**TO DO:**
Extract every entry word for word. Skip the pictures.

**RECORDS TO PROCESS:**

========================================================================

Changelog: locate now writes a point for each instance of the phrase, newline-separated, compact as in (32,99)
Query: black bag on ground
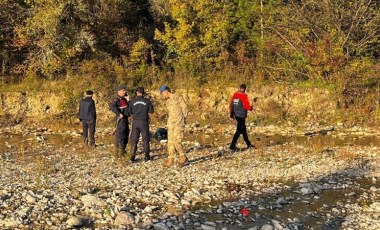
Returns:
(161,134)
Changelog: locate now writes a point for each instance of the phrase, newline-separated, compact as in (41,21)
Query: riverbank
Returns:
(58,186)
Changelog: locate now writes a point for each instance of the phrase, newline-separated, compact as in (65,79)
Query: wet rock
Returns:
(125,219)
(280,201)
(170,195)
(254,228)
(91,200)
(277,225)
(161,226)
(267,227)
(31,199)
(75,221)
(310,188)
(208,227)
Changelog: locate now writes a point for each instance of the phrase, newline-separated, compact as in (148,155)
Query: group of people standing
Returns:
(140,107)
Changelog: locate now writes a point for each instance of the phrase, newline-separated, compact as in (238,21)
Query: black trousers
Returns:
(140,126)
(122,134)
(89,132)
(240,129)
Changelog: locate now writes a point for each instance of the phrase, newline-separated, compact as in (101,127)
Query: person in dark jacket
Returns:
(87,115)
(120,107)
(239,107)
(139,109)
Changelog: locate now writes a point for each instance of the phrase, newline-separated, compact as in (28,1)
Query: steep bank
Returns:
(278,105)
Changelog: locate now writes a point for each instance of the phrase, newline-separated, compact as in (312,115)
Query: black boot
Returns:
(147,157)
(133,151)
(251,146)
(123,152)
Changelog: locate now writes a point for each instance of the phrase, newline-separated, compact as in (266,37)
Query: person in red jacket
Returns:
(239,107)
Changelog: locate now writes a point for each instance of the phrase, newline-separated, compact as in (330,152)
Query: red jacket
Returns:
(239,105)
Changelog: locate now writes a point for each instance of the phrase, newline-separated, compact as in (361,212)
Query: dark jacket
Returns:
(239,105)
(120,106)
(140,108)
(87,111)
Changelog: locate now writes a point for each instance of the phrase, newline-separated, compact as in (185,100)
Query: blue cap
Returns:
(163,88)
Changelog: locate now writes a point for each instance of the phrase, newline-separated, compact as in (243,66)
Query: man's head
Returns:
(121,90)
(140,91)
(243,88)
(165,91)
(89,93)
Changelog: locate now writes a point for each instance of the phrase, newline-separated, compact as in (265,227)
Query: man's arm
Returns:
(183,106)
(230,107)
(94,108)
(245,101)
(80,107)
(114,108)
(150,107)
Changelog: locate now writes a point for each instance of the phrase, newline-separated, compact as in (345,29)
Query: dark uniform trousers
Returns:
(89,132)
(122,134)
(240,129)
(140,126)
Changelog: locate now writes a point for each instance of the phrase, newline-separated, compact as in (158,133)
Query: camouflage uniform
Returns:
(177,111)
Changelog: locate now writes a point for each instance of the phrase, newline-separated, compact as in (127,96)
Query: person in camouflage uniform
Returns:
(177,113)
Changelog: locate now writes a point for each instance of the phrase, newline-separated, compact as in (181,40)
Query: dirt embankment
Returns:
(289,106)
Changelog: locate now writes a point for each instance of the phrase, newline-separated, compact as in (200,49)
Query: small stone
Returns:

========================================================================

**TASK OUTPUT:**
Changelog: locate now writes a point for each instance of the phrase, newline-separated, compact as in (32,99)
Query: black bag on ground
Returns:
(161,134)
Changelog: locate now writes a point for each instance of the phrase, newline-separated, compact as in (41,21)
Query: riverbank
Returns:
(58,186)
Changelog: locate now writes a point for each instance of the phrase, newline-separated, compact as in (65,79)
Query: wet rock
Returns:
(125,219)
(280,201)
(170,195)
(254,228)
(91,200)
(277,225)
(161,226)
(267,227)
(31,199)
(75,221)
(310,188)
(208,227)
Changelog: locate now writes a point for each instance of the phrase, newline-separated, compact as in (148,155)
Query: group of people standing
Returns:
(140,107)
Changelog: locate now writes a point for each instance of the phrase, newline-separated, compact as in (238,21)
Query: black trousers
Returns:
(140,126)
(122,134)
(89,132)
(240,129)
Changelog: locate now writes a point for each instance of the phrase, newline-separated, compact as in (101,127)
Query: person in dark jacket
Returns:
(87,115)
(120,107)
(239,107)
(139,109)
Changelog: locate now writes a point for each instance of the phrase, newline-separated, compact as in (28,1)
Query: steep bank
Returns:
(278,105)
Changelog: locate now writes a point for each instance of the phrase, newline-separated, compact as in (312,115)
Query: black boot
Returns:
(147,157)
(133,151)
(251,146)
(123,152)
Changelog: locate now writes a point for each instance of the phrase, newline-separated, compact as in (266,37)
Query: person in red jacket
Returns:
(239,107)
Changelog: locate now writes a point for each instance of the phrase, newline-separated, compact as in (330,152)
Query: red jacket
Returns:
(239,105)
Changelog: locate now writes a point for each instance of the phrase, newline-separated, compact as in (361,212)
Query: dark jacket
Returns:
(239,105)
(120,106)
(140,108)
(87,111)
Changelog: locate now writes a point for each instance of the phrase, newline-separated, compact as in (185,100)
Query: blue cap
Returns:
(163,88)
Changelog: locate now writes a point for each instance of the phrase, newline-separated, compact as in (243,66)
Query: man's head
Returns:
(121,90)
(140,91)
(243,88)
(165,91)
(89,93)
Changelog: locate now writes a point for each instance of the phrase, newline-separated, compact as in (265,227)
Query: man's arm
Returns:
(183,106)
(230,107)
(94,108)
(245,101)
(80,107)
(114,108)
(150,107)
Changelog: locate now writes a point for each instance of the phrase, newline-separated, compact as in (345,29)
Query: dark uniform trousers
Returns:
(89,132)
(122,134)
(240,129)
(140,126)
Changelog: locate now writes a point for each instance of the phrase, newline-separated, compact as in (158,133)
Query: camouflage uniform
Returns:
(177,111)
Changelog: locate now writes a point for each instance of the phrase, newline-separated, compact as in (127,96)
Query: person in camouflage uniform
Returns:
(177,113)
Changelog: locate now writes a point for each instance of the phrase, newline-separated, compact as in (181,40)
Query: dirt embankment
Returns:
(289,106)
Changelog: locate now writes a point for each instance of the phrase, newline-separated, compact as in (200,49)
Query: small stone
Returns:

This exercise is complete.